WORK TO DO: Write out the full set of records below exactly.

[Annotated coordinate records]
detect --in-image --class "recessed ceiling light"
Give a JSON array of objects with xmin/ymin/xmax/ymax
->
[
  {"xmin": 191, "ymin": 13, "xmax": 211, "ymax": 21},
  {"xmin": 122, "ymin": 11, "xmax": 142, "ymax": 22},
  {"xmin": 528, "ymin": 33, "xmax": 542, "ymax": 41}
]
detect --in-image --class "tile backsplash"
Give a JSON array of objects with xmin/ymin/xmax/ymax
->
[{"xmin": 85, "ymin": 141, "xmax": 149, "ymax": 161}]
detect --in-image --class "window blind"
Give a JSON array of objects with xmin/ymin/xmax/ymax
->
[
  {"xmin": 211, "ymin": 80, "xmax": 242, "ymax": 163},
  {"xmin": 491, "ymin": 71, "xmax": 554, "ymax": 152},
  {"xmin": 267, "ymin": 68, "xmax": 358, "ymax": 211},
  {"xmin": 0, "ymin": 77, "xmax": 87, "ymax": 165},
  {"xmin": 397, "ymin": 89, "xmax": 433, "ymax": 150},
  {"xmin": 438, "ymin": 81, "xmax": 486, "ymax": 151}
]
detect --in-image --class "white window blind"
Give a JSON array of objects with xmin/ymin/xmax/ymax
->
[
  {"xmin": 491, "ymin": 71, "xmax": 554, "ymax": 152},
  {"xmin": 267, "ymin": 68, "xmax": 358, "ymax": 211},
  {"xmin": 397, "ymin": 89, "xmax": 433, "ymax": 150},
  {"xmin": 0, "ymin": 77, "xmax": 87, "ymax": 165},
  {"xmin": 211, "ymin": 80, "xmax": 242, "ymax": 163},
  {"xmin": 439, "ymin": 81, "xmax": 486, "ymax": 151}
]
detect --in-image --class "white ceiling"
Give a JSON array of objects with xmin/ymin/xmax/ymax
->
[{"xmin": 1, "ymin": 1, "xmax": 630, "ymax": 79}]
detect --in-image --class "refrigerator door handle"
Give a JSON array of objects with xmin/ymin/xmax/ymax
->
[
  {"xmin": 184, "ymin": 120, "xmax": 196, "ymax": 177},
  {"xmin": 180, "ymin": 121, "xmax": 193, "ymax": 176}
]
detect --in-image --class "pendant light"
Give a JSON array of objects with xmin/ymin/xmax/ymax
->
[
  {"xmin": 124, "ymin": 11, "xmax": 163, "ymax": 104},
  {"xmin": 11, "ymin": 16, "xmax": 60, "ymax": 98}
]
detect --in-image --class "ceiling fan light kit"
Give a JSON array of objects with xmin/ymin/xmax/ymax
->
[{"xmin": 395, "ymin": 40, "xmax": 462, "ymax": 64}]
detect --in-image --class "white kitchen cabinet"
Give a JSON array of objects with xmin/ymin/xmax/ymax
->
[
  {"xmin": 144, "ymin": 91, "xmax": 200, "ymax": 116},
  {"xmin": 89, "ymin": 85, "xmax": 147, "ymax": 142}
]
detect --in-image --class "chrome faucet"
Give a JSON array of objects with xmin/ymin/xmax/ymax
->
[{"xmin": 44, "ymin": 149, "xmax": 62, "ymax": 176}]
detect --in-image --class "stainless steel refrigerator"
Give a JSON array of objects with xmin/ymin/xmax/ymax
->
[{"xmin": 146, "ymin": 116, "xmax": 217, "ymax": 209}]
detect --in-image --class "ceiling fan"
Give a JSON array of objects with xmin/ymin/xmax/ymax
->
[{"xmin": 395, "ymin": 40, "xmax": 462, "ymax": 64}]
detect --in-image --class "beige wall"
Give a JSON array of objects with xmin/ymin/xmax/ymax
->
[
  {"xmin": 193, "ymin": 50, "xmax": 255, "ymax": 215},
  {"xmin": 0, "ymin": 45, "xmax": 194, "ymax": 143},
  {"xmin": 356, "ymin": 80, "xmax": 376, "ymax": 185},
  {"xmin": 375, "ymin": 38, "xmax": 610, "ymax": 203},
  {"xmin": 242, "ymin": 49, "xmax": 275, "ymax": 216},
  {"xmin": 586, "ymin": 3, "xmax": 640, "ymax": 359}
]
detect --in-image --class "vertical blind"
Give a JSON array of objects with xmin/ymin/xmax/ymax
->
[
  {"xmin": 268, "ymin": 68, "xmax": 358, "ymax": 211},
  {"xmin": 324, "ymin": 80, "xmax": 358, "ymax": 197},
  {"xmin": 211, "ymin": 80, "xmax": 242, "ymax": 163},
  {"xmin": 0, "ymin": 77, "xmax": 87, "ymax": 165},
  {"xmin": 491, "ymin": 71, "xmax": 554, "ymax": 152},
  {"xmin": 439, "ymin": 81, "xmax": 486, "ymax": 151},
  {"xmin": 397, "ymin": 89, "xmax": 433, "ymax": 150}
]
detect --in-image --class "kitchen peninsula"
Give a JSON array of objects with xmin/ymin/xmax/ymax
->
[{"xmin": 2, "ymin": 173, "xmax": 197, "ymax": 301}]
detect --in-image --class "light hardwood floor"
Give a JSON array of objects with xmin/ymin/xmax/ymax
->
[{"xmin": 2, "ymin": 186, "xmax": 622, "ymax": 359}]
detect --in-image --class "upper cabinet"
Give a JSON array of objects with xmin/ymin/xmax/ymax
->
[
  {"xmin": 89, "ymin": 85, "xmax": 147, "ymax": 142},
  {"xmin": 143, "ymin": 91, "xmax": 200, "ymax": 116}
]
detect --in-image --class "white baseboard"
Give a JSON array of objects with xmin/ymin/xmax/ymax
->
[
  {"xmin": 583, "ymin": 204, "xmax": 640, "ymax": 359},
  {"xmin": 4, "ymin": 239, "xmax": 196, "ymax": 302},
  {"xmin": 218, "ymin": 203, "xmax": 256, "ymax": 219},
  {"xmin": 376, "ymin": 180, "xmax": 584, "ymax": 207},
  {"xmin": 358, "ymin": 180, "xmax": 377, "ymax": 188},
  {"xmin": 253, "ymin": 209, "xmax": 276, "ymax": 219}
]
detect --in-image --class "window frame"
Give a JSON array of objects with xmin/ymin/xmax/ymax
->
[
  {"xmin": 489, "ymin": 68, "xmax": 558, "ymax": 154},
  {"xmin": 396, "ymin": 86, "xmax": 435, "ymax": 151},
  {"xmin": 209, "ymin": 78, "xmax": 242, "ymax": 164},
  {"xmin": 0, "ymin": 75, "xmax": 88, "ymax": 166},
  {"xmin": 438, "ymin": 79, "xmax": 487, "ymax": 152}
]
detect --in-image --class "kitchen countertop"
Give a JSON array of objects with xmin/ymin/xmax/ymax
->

COMPLETE OUTPUT:
detect --in-image --class "recessed ceiling light"
Give a JSON array of objects with xmin/ymin/xmax/ymax
->
[
  {"xmin": 191, "ymin": 13, "xmax": 211, "ymax": 21},
  {"xmin": 122, "ymin": 11, "xmax": 142, "ymax": 22},
  {"xmin": 528, "ymin": 33, "xmax": 542, "ymax": 41}
]
detect --in-image --class "tile backsplash"
Give a JSON array of objects with xmin/ymin/xmax/ymax
->
[{"xmin": 85, "ymin": 141, "xmax": 149, "ymax": 161}]
detect --in-image --class "window blind"
Give a JSON array of objects with xmin/ymin/xmax/ymax
->
[
  {"xmin": 211, "ymin": 80, "xmax": 242, "ymax": 163},
  {"xmin": 491, "ymin": 71, "xmax": 554, "ymax": 152},
  {"xmin": 267, "ymin": 68, "xmax": 358, "ymax": 211},
  {"xmin": 0, "ymin": 77, "xmax": 87, "ymax": 165},
  {"xmin": 397, "ymin": 89, "xmax": 433, "ymax": 150},
  {"xmin": 438, "ymin": 81, "xmax": 486, "ymax": 151}
]
detect --in-image --class "white window blind"
Give a JSON array of objects with xmin/ymin/xmax/ymax
->
[
  {"xmin": 491, "ymin": 71, "xmax": 554, "ymax": 152},
  {"xmin": 267, "ymin": 68, "xmax": 358, "ymax": 211},
  {"xmin": 397, "ymin": 89, "xmax": 433, "ymax": 150},
  {"xmin": 0, "ymin": 77, "xmax": 87, "ymax": 165},
  {"xmin": 211, "ymin": 80, "xmax": 242, "ymax": 163},
  {"xmin": 439, "ymin": 81, "xmax": 486, "ymax": 151}
]
detect --in-image --class "white ceiling"
Give a JSON array of objects with xmin/ymin/xmax/ymax
->
[{"xmin": 1, "ymin": 1, "xmax": 630, "ymax": 79}]
detect --in-image --class "refrigerator door handle"
Give a JSON array of objects with xmin/ymin/xmax/ymax
->
[
  {"xmin": 184, "ymin": 120, "xmax": 196, "ymax": 177},
  {"xmin": 180, "ymin": 121, "xmax": 193, "ymax": 176}
]
detect --in-image --class "pendant light"
Give a JSON array of objects with xmin/ymin/xmax/ymax
->
[
  {"xmin": 124, "ymin": 11, "xmax": 163, "ymax": 104},
  {"xmin": 11, "ymin": 16, "xmax": 60, "ymax": 98}
]
detect --in-image --class "ceiling fan light kit"
Give a JSON array of objects with xmin/ymin/xmax/ymax
->
[{"xmin": 395, "ymin": 40, "xmax": 462, "ymax": 64}]
detect --in-image --class "white kitchen cabinet"
Give a JSON array of objects with xmin/ymin/xmax/ymax
->
[
  {"xmin": 144, "ymin": 91, "xmax": 200, "ymax": 116},
  {"xmin": 89, "ymin": 85, "xmax": 147, "ymax": 142}
]
detect --in-image --class "chrome faucet"
Give a JSON array of objects with xmin/ymin/xmax/ymax
->
[{"xmin": 44, "ymin": 149, "xmax": 62, "ymax": 176}]
detect --in-image --class "stainless steel refrigerator"
Give a JSON array of objects with xmin/ymin/xmax/ymax
->
[{"xmin": 146, "ymin": 116, "xmax": 217, "ymax": 209}]
detect --in-image --class "ceiling fan"
Give a JSON array of objects with xmin/ymin/xmax/ymax
->
[{"xmin": 395, "ymin": 40, "xmax": 462, "ymax": 64}]
detect --in-image --class "beige wall"
Give a JSON array of objects with xmin/ymin/xmax/ymax
->
[
  {"xmin": 193, "ymin": 50, "xmax": 255, "ymax": 215},
  {"xmin": 0, "ymin": 45, "xmax": 194, "ymax": 143},
  {"xmin": 356, "ymin": 80, "xmax": 376, "ymax": 185},
  {"xmin": 375, "ymin": 38, "xmax": 610, "ymax": 203},
  {"xmin": 242, "ymin": 49, "xmax": 275, "ymax": 216},
  {"xmin": 586, "ymin": 3, "xmax": 640, "ymax": 359}
]
detect --in-image --class "vertical blind"
Give a JSON array of objects with xmin/ymin/xmax/ymax
->
[
  {"xmin": 268, "ymin": 68, "xmax": 358, "ymax": 211},
  {"xmin": 324, "ymin": 80, "xmax": 358, "ymax": 197},
  {"xmin": 211, "ymin": 80, "xmax": 242, "ymax": 163},
  {"xmin": 0, "ymin": 77, "xmax": 87, "ymax": 165},
  {"xmin": 491, "ymin": 71, "xmax": 554, "ymax": 152},
  {"xmin": 439, "ymin": 81, "xmax": 486, "ymax": 151},
  {"xmin": 397, "ymin": 89, "xmax": 433, "ymax": 150}
]
detect --in-image --class "kitchen peninsula"
Give a JSON array of objects with xmin/ymin/xmax/ymax
->
[{"xmin": 2, "ymin": 173, "xmax": 197, "ymax": 301}]
detect --in-image --class "light hardwood floor"
Give a JSON array of objects with xmin/ymin/xmax/ymax
->
[{"xmin": 2, "ymin": 186, "xmax": 622, "ymax": 359}]
detect --in-image --class "upper cabinet"
Give a JSON array of objects with xmin/ymin/xmax/ymax
->
[
  {"xmin": 89, "ymin": 85, "xmax": 147, "ymax": 142},
  {"xmin": 143, "ymin": 91, "xmax": 200, "ymax": 116}
]
detect --in-image --class "white baseboard"
Give a JSON array of objects with xmin/ymin/xmax/ymax
->
[
  {"xmin": 583, "ymin": 204, "xmax": 640, "ymax": 359},
  {"xmin": 4, "ymin": 239, "xmax": 196, "ymax": 302},
  {"xmin": 218, "ymin": 203, "xmax": 256, "ymax": 219},
  {"xmin": 376, "ymin": 180, "xmax": 584, "ymax": 207},
  {"xmin": 358, "ymin": 180, "xmax": 377, "ymax": 188},
  {"xmin": 253, "ymin": 209, "xmax": 276, "ymax": 219}
]
detect --in-image --class "window frame"
Give a JSON array of objects with xmin/ymin/xmax/ymax
->
[
  {"xmin": 489, "ymin": 68, "xmax": 558, "ymax": 154},
  {"xmin": 396, "ymin": 86, "xmax": 435, "ymax": 151},
  {"xmin": 209, "ymin": 78, "xmax": 242, "ymax": 164},
  {"xmin": 0, "ymin": 75, "xmax": 88, "ymax": 166},
  {"xmin": 438, "ymin": 79, "xmax": 487, "ymax": 152}
]
detect --in-image --class "kitchen countertop"
Give a JSON array of objects with xmin/ymin/xmax/ymax
->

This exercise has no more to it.